#### [Instruções da tarefa]
Reescreva o trecho do texto sobre o conclave que começa em "O filme O Conclave, de" e segue até "o Habemus Papam.", trocando "afresco" por "painel".

#### [Texto dado]

══════

O filme O Conclave, de Edward Berger — agraciado com o Oscar de melhor roteiro adaptado de 2025 pela Academia de Hollywood, baseado no livro homônimo de Robert Harris —, é uma obra de ficção. Entretanto, descreve o rito da sucessão papal. Os cardeais se hospedam no Domus Sanctae Marthae, onde dormem e se alimentam, e discutem o futuro da igreja.
Confinados, escolhem o novo papa na Capela
Sistina, sob o magistral afresco Juízo Final, de Michelangelo, que descreve a
volta à terra de Jesus. Os votos são anônimos, lidos e queimados, até que um
cardeal seja escolhido, em sucessivas votações, por uma maioria de dois terços
dos cardeais com a direito a voto. O povo acompanha a votação da Praça São
Pedro. Uma fumaça branca representa o Habemus Papam.

══════

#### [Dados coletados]
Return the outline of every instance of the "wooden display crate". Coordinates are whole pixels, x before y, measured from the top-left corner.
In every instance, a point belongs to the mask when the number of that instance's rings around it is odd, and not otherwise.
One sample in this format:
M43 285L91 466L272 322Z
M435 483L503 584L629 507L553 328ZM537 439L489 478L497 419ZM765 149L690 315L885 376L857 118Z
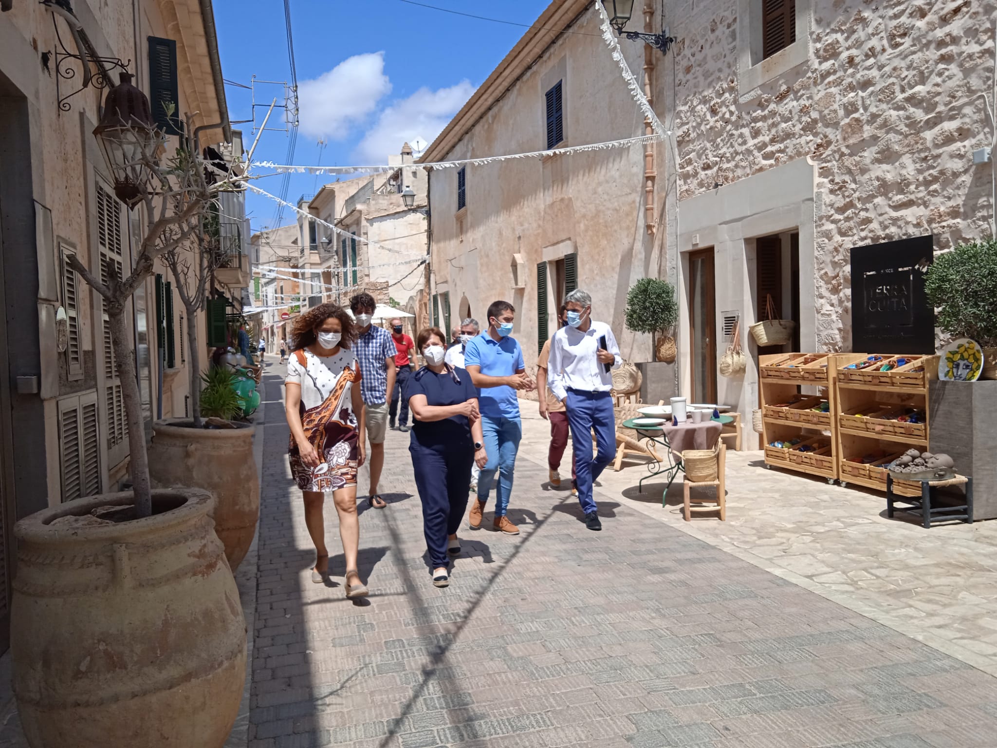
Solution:
M831 368L829 353L788 353L774 356L759 367L762 378L827 384Z
M869 404L858 408L849 408L841 413L838 426L849 432L871 434L875 437L895 438L899 441L915 441L926 444L927 424L905 423L886 416L898 409L911 407L903 403L893 405ZM855 415L861 413L859 417Z
M870 354L875 355L875 354ZM852 364L860 364L868 360L866 354L853 354L849 360L837 369L837 380L841 384L859 384L882 387L910 387L924 389L927 387L927 368L930 356L890 356L879 357L874 364L865 369L849 369ZM904 359L902 366L896 366L889 371L879 371L886 364L894 364Z

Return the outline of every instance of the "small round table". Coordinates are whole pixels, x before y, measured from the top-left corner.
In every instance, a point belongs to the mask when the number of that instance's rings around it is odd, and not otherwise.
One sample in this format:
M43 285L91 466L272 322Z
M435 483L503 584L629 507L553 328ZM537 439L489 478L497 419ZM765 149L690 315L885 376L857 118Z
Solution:
M643 438L649 439L655 444L660 444L668 454L667 465L663 461L661 463L657 461L648 463L648 474L637 482L637 491L639 493L643 490L644 481L661 475L667 475L668 485L661 496L661 504L664 506L665 495L668 493L668 489L671 488L672 482L679 474L679 471L683 469L682 452L687 449L710 449L720 439L720 433L724 425L733 423L734 419L731 416L720 416L719 418L712 418L702 423L693 423L690 420L686 420L684 424L680 424L679 426L672 426L671 422L665 421L665 419L661 419L664 423L659 426L646 426L634 423L645 418L646 416L631 418L624 421L622 425L623 428L633 429Z

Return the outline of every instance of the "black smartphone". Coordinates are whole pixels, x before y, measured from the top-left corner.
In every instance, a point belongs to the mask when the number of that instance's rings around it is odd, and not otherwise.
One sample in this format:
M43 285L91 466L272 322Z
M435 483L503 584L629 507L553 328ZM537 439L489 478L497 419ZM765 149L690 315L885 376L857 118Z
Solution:
M605 335L599 335L599 347L602 350L604 350L604 351L608 351L609 350L609 345L608 345L608 343L606 343L606 336ZM605 367L605 372L607 374L613 368L612 364L602 364L602 365Z

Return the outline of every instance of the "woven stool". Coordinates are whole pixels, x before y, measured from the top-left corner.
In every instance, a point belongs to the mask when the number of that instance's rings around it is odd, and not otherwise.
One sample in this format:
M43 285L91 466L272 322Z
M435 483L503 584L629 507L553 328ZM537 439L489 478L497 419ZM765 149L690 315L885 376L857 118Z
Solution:
M723 443L717 453L717 480L716 481L690 481L689 476L685 476L682 481L682 516L686 522L692 521L693 512L716 512L720 510L721 522L727 520L727 491L724 487L724 473L727 469L727 446ZM693 506L689 496L689 490L693 487L707 486L717 490L715 498L696 499L699 504L712 504L716 506Z
M969 525L973 524L973 479L967 476L955 476L947 481L921 481L921 497L897 496L893 493L893 476L886 474L886 517L892 517L894 505L896 512L906 512L911 515L918 515L921 518L921 525L925 528L931 527L932 520L962 520ZM937 489L948 486L965 486L966 503L958 507L931 507L931 499L937 498ZM954 514L953 514L954 513Z

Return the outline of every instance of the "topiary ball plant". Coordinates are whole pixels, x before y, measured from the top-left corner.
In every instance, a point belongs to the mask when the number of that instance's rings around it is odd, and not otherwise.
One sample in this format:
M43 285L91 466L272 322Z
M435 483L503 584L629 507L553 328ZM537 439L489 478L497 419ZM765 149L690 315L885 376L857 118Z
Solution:
M659 361L675 360L675 340L666 333L679 319L675 288L667 280L641 278L626 294L624 322L631 332L659 336L655 350Z
M943 331L997 347L997 240L958 244L936 255L924 289Z

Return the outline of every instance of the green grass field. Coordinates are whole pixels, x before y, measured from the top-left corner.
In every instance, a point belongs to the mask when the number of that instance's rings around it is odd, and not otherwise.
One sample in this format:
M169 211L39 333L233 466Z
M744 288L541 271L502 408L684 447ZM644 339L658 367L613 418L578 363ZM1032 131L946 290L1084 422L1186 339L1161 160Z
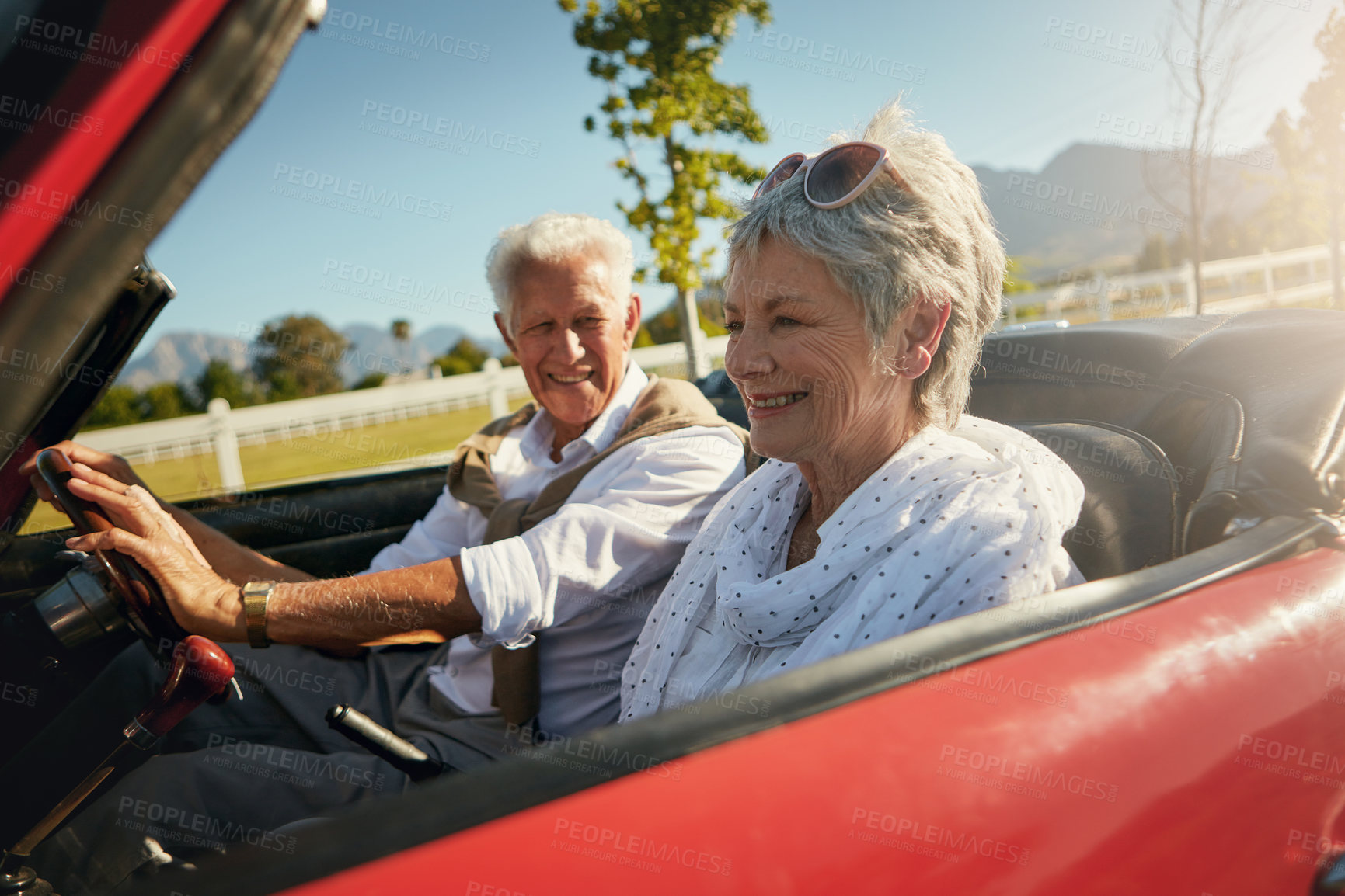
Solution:
M521 407L526 400L511 402L510 410ZM448 414L320 433L316 437L296 437L288 442L245 445L238 449L238 455L243 465L243 481L253 490L277 482L339 474L448 451L490 419L490 408L483 404ZM137 465L136 472L155 494L167 501L187 501L219 492L219 469L214 454ZM20 533L59 529L69 524L65 514L40 502Z

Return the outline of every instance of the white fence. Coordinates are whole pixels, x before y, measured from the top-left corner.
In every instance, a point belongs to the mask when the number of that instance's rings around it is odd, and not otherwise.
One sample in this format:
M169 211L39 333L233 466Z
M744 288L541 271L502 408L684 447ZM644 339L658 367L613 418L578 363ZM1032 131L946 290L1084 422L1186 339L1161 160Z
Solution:
M1330 298L1329 246L1221 258L1201 265L1200 278L1205 287L1205 312L1237 313ZM1091 310L1098 320L1193 314L1196 274L1188 262L1142 274L1093 274L1056 289L1013 293L1005 298L1009 324L1017 321L1020 309L1029 306L1045 306L1044 320L1059 318L1071 309Z
M1205 309L1244 312L1254 308L1294 305L1330 297L1330 258L1326 246L1263 253L1245 258L1225 258L1201 266ZM1091 310L1099 320L1153 314L1190 314L1194 304L1194 275L1188 263L1159 271L1072 281L1056 289L1014 293L1006 297L1007 324L1017 321L1020 309L1044 306L1042 318L1060 318L1067 310ZM706 340L702 369L724 357L726 336ZM632 352L646 368L663 368L685 375L687 352L682 343L651 345ZM362 426L405 420L490 404L492 416L504 414L511 398L527 395L523 371L518 367L461 373L443 379L401 383L379 388L319 395L293 402L276 402L231 410L227 402L211 402L210 414L171 420L93 430L79 439L95 449L126 457L132 463L153 463L163 458L184 458L214 453L226 492L243 490L238 446L289 441L295 435L340 431ZM432 462L436 458L422 458Z
M709 339L706 353L710 359L724 357L726 345L726 336ZM682 373L687 365L682 343L638 348L631 356L646 369L660 368ZM288 442L319 429L334 433L482 404L491 407L492 416L500 416L508 407L508 399L527 394L522 368L502 368L499 361L491 359L487 369L480 373L460 373L292 402L230 408L229 402L215 399L210 403L208 414L91 430L81 433L78 439L101 451L121 454L132 463L214 453L225 492L237 493L245 489L242 463L238 459L239 446ZM424 461L433 462L428 457Z

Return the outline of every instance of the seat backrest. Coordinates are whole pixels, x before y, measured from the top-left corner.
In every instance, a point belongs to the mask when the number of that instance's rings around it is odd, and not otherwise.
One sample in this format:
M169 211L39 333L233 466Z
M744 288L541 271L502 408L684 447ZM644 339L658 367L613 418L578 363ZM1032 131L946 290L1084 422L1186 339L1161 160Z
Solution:
M1163 450L1096 420L1015 422L1083 480L1079 524L1064 545L1087 579L1171 560L1181 544L1181 489Z

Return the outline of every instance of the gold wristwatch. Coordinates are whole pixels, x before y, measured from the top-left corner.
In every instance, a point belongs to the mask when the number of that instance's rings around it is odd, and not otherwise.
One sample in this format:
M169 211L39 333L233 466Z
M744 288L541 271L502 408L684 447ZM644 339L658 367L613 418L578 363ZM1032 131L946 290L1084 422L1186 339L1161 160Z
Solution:
M249 582L243 586L243 622L247 625L247 643L253 647L269 647L266 637L266 602L276 588L274 582Z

══════

#### [Resposta da tarefa]
O filme O Conclave, de Edward Berger — agraciado com o Oscar de melhor roteiro adaptado de 2025 pela Academia de Hollywood, baseado no livro homônimo de Robert Harris —, é uma obra de ficção. Entretanto, descreve o rito da sucessão papal. Os cardeais se hospedam no Domus Sanctae Marthae, onde dormem e se alimentam, e discutem o futuro da igreja.
Confinados, escolhem o novo papa na Capela
Sistina, sob o magistral painel Juízo Final, de Michelangelo, que descreve a
volta à terra de Jesus. Os votos são anônimos, lidos e queimados, até que um
cardeal seja escolhido, em sucessivas votações, por uma maioria de dois terços
dos cardeais com a direito a voto. O povo acompanha a votação da Praça São
Pedro. Uma fumaça branca representa o Habemus Papam.